▶ _Exercise goal_: A single stretch of the material below is to be transcribed exactly, starting at the line with "TARGET = tree line" and ending after the line with "TASK = locate one point per instance of the field".
■ ■ ■ ■ ■ ■ ■
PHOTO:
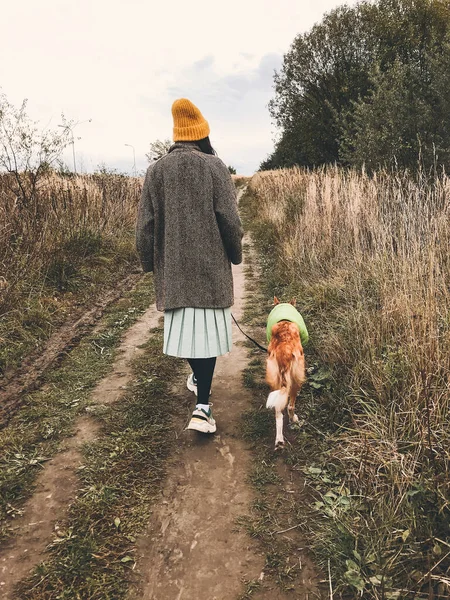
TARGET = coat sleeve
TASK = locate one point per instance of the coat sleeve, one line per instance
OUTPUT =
(225, 208)
(145, 227)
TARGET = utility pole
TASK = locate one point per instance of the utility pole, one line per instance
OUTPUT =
(134, 159)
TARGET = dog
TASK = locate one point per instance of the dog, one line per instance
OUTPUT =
(285, 368)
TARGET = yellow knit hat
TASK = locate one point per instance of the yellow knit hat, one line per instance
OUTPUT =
(188, 122)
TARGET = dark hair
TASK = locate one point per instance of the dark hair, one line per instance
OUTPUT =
(205, 146)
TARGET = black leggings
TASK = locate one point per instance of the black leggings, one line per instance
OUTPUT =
(203, 369)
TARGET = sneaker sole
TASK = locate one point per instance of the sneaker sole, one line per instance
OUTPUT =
(193, 388)
(201, 426)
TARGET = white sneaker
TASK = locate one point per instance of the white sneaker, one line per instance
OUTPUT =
(191, 384)
(202, 421)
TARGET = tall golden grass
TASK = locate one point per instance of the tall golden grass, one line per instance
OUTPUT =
(369, 260)
(50, 238)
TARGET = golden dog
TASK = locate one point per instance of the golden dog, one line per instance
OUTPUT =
(285, 370)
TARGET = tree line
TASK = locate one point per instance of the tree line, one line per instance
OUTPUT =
(367, 86)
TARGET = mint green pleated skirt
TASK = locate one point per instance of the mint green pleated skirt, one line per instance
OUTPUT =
(197, 332)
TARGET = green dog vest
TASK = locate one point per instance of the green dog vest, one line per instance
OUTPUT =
(286, 312)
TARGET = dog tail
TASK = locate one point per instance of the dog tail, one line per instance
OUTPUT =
(278, 399)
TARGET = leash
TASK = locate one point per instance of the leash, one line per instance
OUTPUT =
(248, 337)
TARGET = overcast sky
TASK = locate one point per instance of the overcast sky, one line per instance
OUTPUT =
(123, 63)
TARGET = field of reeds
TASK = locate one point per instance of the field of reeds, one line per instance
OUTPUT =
(62, 239)
(368, 258)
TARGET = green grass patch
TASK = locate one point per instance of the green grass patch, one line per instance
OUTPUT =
(78, 271)
(94, 552)
(47, 416)
(376, 492)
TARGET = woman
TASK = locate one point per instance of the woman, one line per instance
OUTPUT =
(189, 232)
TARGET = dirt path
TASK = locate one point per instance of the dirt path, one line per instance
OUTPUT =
(192, 549)
(57, 484)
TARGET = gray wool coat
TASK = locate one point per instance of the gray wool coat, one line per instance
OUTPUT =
(188, 229)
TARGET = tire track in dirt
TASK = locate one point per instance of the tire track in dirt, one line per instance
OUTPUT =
(56, 486)
(28, 377)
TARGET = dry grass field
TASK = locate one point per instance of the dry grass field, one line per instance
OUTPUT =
(58, 243)
(368, 259)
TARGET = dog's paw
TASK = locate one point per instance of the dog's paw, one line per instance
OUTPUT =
(296, 424)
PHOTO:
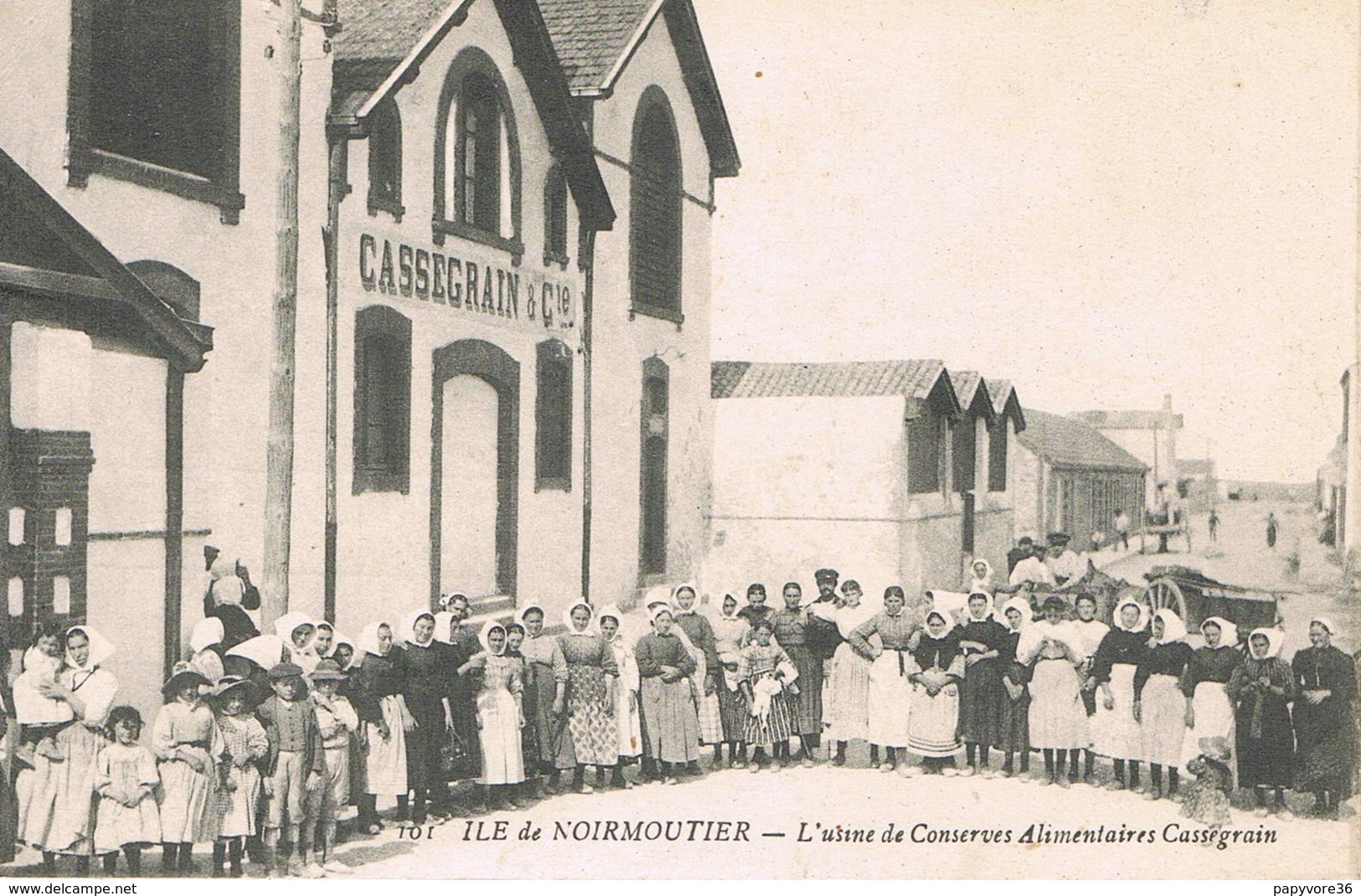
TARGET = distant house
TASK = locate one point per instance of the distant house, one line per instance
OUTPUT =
(1198, 484)
(1069, 476)
(878, 469)
(1150, 436)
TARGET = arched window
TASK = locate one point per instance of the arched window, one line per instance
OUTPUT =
(385, 160)
(555, 217)
(655, 210)
(477, 158)
(381, 400)
(652, 469)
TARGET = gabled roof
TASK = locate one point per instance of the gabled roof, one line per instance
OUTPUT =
(915, 380)
(969, 389)
(47, 252)
(596, 39)
(1130, 420)
(1067, 443)
(1005, 400)
(383, 44)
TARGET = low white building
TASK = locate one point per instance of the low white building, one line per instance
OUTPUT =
(871, 467)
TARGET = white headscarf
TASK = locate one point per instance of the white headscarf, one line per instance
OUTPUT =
(1228, 632)
(572, 626)
(613, 611)
(1143, 615)
(485, 637)
(261, 650)
(369, 637)
(101, 648)
(226, 584)
(407, 628)
(206, 633)
(285, 626)
(1023, 606)
(1173, 630)
(1276, 641)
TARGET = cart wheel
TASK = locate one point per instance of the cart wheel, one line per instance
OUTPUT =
(1164, 593)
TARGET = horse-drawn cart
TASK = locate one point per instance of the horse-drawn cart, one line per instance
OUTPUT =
(1195, 597)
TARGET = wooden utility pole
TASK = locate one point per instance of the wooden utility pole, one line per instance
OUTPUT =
(278, 498)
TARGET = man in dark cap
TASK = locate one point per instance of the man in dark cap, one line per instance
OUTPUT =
(1025, 548)
(822, 636)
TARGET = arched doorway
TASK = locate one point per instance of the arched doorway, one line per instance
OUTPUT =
(474, 470)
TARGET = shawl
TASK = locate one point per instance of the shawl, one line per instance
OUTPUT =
(936, 651)
(1173, 630)
(265, 651)
(206, 633)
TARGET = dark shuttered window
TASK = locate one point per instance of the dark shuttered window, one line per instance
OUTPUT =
(553, 417)
(381, 400)
(655, 210)
(652, 532)
(385, 160)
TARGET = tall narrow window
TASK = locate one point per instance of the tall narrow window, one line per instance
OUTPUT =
(925, 448)
(553, 413)
(962, 452)
(154, 95)
(652, 532)
(555, 217)
(655, 210)
(479, 156)
(385, 160)
(998, 435)
(381, 400)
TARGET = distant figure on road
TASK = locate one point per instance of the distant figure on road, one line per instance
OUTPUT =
(1121, 530)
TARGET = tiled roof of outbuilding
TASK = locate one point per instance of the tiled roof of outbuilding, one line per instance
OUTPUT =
(1065, 441)
(745, 378)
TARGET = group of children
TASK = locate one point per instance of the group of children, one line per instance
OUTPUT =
(259, 746)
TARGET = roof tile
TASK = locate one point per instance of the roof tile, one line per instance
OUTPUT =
(1065, 441)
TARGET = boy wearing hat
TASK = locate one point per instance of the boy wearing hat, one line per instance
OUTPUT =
(296, 765)
(337, 719)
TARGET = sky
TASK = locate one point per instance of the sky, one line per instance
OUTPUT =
(1100, 202)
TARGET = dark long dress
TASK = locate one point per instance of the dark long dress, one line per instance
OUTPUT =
(1265, 741)
(546, 669)
(670, 724)
(1326, 732)
(426, 685)
(792, 631)
(980, 692)
(1014, 730)
(463, 698)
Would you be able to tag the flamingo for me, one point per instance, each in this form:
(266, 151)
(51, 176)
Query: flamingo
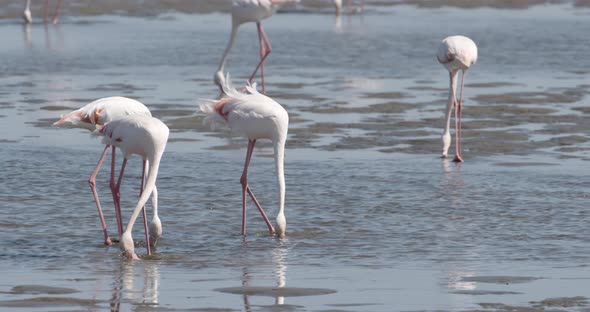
(245, 11)
(27, 12)
(455, 53)
(98, 113)
(145, 136)
(338, 6)
(255, 116)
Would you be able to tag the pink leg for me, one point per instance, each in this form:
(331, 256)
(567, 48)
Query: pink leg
(56, 16)
(264, 52)
(244, 182)
(116, 198)
(246, 188)
(459, 106)
(270, 227)
(117, 191)
(46, 11)
(147, 234)
(92, 182)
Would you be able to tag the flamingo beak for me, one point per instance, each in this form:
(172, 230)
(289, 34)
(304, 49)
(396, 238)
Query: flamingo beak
(60, 121)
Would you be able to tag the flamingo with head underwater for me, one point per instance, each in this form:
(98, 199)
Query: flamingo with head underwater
(255, 116)
(91, 116)
(245, 11)
(455, 53)
(29, 19)
(145, 136)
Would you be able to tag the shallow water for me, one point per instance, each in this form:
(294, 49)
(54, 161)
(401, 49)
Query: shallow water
(376, 221)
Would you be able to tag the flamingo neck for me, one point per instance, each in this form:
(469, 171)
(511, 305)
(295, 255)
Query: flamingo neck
(279, 150)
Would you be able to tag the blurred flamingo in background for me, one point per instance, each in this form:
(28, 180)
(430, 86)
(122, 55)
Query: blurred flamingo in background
(29, 19)
(245, 11)
(255, 116)
(455, 53)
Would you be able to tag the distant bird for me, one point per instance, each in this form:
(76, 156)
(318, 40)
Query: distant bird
(245, 11)
(455, 53)
(145, 136)
(99, 113)
(255, 116)
(338, 6)
(29, 19)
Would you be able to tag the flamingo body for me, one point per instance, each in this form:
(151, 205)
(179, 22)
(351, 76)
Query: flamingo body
(145, 136)
(455, 53)
(255, 116)
(102, 111)
(92, 116)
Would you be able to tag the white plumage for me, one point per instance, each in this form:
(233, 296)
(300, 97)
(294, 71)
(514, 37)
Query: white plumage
(254, 116)
(455, 53)
(145, 136)
(90, 117)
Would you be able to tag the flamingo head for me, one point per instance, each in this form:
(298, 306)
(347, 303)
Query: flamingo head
(127, 246)
(219, 80)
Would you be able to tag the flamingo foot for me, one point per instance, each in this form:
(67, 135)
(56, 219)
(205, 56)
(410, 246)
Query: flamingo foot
(130, 255)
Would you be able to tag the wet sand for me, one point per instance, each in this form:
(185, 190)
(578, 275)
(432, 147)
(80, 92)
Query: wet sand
(376, 220)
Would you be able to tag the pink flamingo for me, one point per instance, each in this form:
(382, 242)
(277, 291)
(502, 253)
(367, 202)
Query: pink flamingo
(145, 136)
(255, 116)
(455, 53)
(245, 11)
(29, 19)
(99, 113)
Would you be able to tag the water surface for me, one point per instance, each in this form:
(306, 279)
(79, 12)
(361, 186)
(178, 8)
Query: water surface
(376, 221)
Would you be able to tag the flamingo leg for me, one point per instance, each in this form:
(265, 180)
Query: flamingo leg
(264, 52)
(118, 186)
(246, 189)
(271, 229)
(244, 182)
(92, 182)
(116, 197)
(461, 111)
(147, 234)
(46, 11)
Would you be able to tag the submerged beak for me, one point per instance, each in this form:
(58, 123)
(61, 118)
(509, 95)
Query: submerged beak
(60, 121)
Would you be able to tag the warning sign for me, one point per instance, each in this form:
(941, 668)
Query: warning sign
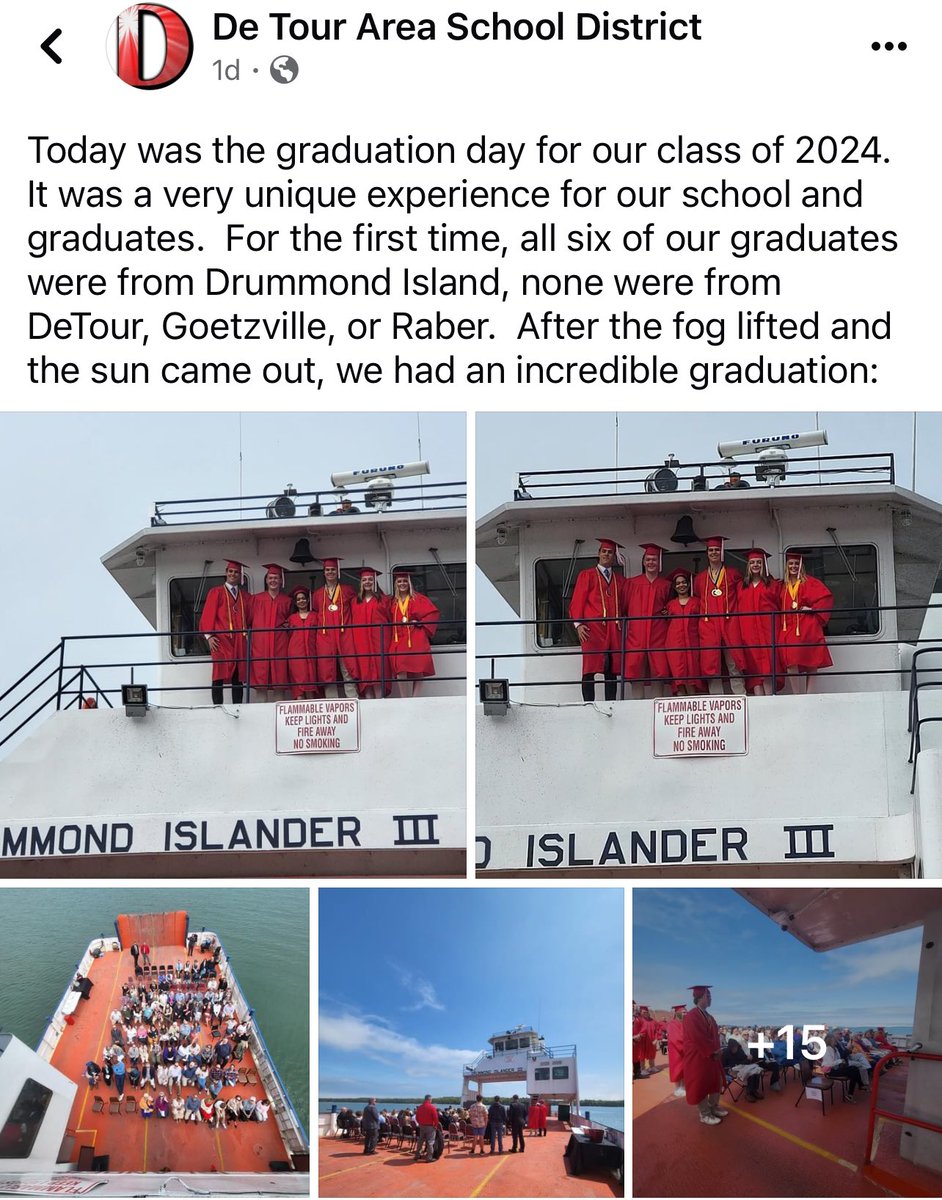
(317, 726)
(700, 726)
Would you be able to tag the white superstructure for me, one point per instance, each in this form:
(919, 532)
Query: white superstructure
(810, 785)
(190, 787)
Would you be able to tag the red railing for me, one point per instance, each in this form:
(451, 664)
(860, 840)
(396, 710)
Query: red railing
(899, 1185)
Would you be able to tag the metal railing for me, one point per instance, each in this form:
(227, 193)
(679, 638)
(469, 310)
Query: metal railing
(775, 676)
(916, 687)
(66, 684)
(672, 477)
(291, 504)
(880, 1114)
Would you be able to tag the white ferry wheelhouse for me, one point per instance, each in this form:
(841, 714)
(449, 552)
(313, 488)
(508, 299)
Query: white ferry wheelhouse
(820, 784)
(192, 787)
(520, 1056)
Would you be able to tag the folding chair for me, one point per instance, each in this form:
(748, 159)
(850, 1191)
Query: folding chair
(821, 1084)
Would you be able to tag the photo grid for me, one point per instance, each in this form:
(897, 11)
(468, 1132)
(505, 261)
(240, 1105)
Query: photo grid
(472, 639)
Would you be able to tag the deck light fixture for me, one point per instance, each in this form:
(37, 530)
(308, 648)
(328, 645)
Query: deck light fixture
(282, 507)
(303, 552)
(135, 699)
(495, 696)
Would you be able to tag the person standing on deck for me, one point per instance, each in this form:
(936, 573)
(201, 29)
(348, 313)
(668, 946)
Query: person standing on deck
(517, 1114)
(647, 598)
(759, 598)
(703, 1077)
(414, 623)
(496, 1122)
(268, 671)
(426, 1117)
(370, 613)
(226, 616)
(330, 605)
(676, 1048)
(370, 1126)
(595, 609)
(805, 604)
(478, 1117)
(717, 589)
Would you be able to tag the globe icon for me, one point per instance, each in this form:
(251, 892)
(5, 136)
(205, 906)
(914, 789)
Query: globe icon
(283, 69)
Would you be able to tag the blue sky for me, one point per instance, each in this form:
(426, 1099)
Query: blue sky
(413, 982)
(687, 936)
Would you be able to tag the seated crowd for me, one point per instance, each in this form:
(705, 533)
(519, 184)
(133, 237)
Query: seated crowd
(847, 1055)
(178, 1038)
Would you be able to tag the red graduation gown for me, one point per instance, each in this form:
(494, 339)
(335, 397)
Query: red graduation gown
(683, 653)
(719, 627)
(411, 642)
(301, 637)
(802, 634)
(371, 643)
(645, 637)
(592, 597)
(223, 616)
(702, 1074)
(676, 1050)
(756, 630)
(268, 667)
(334, 637)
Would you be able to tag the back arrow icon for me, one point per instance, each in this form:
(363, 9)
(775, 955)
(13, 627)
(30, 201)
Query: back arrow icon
(47, 46)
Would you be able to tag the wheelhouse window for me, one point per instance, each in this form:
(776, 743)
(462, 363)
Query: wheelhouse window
(556, 579)
(447, 588)
(850, 573)
(23, 1123)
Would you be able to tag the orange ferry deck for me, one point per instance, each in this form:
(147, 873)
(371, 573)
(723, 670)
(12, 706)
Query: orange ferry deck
(771, 1147)
(540, 1171)
(131, 1143)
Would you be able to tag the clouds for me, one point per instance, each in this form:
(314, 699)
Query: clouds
(354, 1035)
(421, 989)
(865, 964)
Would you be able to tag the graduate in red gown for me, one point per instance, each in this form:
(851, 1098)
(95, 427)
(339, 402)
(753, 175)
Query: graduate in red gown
(717, 591)
(807, 606)
(759, 598)
(226, 616)
(676, 1048)
(414, 619)
(370, 617)
(639, 1043)
(646, 601)
(703, 1077)
(682, 645)
(301, 647)
(336, 658)
(600, 593)
(269, 647)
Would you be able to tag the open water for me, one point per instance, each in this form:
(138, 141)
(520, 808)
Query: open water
(45, 931)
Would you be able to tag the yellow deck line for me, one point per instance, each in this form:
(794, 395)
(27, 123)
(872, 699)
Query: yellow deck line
(348, 1169)
(490, 1175)
(797, 1141)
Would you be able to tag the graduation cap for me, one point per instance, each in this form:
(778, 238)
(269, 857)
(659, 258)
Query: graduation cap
(651, 547)
(273, 568)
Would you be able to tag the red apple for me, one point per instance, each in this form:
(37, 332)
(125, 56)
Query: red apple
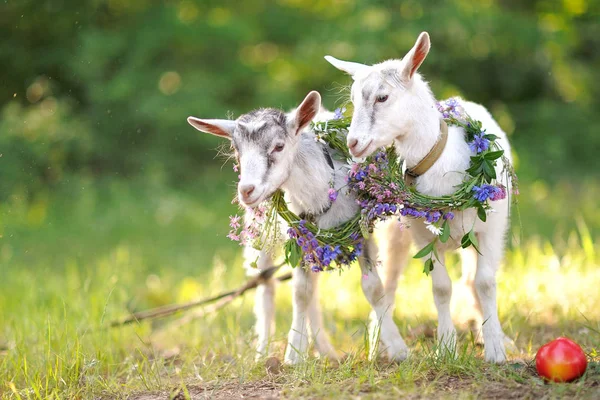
(561, 360)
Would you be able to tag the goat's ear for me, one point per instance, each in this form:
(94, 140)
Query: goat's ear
(351, 68)
(218, 127)
(305, 112)
(414, 58)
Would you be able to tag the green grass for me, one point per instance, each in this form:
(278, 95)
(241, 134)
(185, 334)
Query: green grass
(89, 252)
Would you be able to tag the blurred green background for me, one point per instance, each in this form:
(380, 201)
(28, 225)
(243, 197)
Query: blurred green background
(111, 202)
(95, 151)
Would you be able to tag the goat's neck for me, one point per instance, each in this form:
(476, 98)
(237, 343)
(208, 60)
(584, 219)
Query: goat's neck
(310, 178)
(423, 130)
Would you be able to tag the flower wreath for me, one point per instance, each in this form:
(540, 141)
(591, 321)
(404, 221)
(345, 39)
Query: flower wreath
(382, 192)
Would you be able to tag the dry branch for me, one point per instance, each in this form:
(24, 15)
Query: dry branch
(225, 298)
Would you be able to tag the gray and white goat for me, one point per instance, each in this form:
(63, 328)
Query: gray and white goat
(276, 150)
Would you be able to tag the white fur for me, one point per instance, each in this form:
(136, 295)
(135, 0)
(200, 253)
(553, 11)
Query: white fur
(409, 119)
(302, 171)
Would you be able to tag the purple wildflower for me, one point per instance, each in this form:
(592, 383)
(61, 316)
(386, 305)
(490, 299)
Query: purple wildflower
(484, 192)
(234, 221)
(499, 193)
(332, 194)
(339, 113)
(479, 143)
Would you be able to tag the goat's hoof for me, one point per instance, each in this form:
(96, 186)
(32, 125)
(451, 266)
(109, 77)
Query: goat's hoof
(494, 352)
(273, 365)
(510, 345)
(398, 352)
(292, 357)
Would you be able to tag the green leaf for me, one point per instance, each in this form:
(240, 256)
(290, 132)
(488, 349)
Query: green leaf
(492, 155)
(465, 241)
(293, 253)
(475, 170)
(473, 240)
(445, 232)
(481, 213)
(489, 171)
(424, 251)
(428, 267)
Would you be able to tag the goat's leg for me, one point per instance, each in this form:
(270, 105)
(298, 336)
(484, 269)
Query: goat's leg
(442, 293)
(315, 319)
(381, 324)
(264, 299)
(468, 258)
(491, 246)
(393, 249)
(302, 293)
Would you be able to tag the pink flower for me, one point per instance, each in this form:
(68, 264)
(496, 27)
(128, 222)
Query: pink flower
(233, 236)
(234, 221)
(332, 194)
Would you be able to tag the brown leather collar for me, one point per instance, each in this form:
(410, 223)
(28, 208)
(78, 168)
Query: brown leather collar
(431, 157)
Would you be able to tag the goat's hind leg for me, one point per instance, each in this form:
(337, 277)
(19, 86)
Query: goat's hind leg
(264, 299)
(315, 318)
(491, 247)
(302, 294)
(381, 327)
(442, 293)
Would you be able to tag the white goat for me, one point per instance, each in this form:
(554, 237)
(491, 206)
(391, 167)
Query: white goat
(275, 151)
(393, 104)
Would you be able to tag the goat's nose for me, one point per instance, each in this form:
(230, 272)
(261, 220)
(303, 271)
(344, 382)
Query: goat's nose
(352, 143)
(246, 190)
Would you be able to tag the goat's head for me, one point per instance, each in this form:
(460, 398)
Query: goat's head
(265, 143)
(385, 98)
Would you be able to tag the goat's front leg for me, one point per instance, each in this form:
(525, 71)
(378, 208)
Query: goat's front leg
(394, 245)
(382, 324)
(264, 299)
(442, 293)
(315, 319)
(302, 294)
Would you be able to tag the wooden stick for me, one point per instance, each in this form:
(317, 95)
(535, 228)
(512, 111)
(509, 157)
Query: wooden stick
(164, 311)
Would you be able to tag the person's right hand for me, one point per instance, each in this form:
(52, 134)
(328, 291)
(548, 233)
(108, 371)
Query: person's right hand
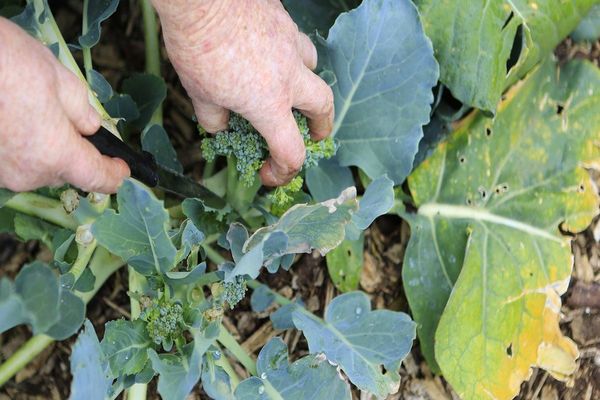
(44, 110)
■ ■ ■ ■ ■ ■ ■
▶ _Task response_:
TARGET = tree line
TASK = locate one point per instance of the tree line, one line per instance
OUTPUT =
(367, 86)
TARGET = mint green pleated skirt
TASK = locate one point per instance of the mint green pleated skirt, one line per instance
OUTPUT =
(197, 332)
TARGET = green dog vest
TASK = locate one point per instance of the green dog vest, one line per instance
OUTPUT =
(286, 312)
TARGET = dog tail
TASK = locate one point per instance of the dog tail, one line per instance
OUTPUT =
(278, 399)
TARGET = leash
TASK = locate one point per instance of the leash, one line per instance
OUTPUT =
(248, 337)
TARGET = overcast sky
TASK = locate one point per instance of the overcast sky, one line per instance
OUTPUT =
(123, 63)
TARGET = field of reeds
TASK = locate one point per instance of the field of reeds, one line per instance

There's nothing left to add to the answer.